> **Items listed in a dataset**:
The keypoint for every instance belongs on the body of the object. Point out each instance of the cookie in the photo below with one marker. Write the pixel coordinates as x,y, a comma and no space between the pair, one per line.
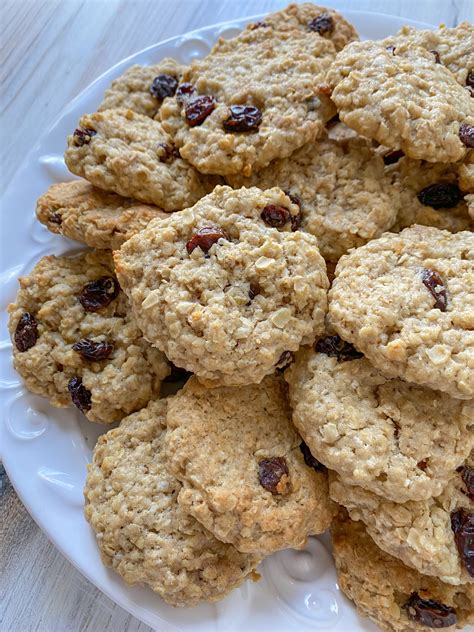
395,597
403,100
307,17
74,339
346,198
142,532
248,484
92,216
253,99
130,154
393,438
143,88
226,289
406,301
419,533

> **Job**: Could you give the listing above again with "cookie" swapped for "biscuit" and nothing else altered, leaving out the pictures?

> **Completed exercise**:
The keypoint for every instance belongs on the body of the object. Point out each instance of the biscuit in the photo below with one marker. Write the pixel coordinates as x,y, a comma and no space between the pair, one per line.
395,597
403,100
307,17
74,339
346,198
142,532
248,484
92,216
253,99
130,154
393,438
143,88
226,289
406,301
419,533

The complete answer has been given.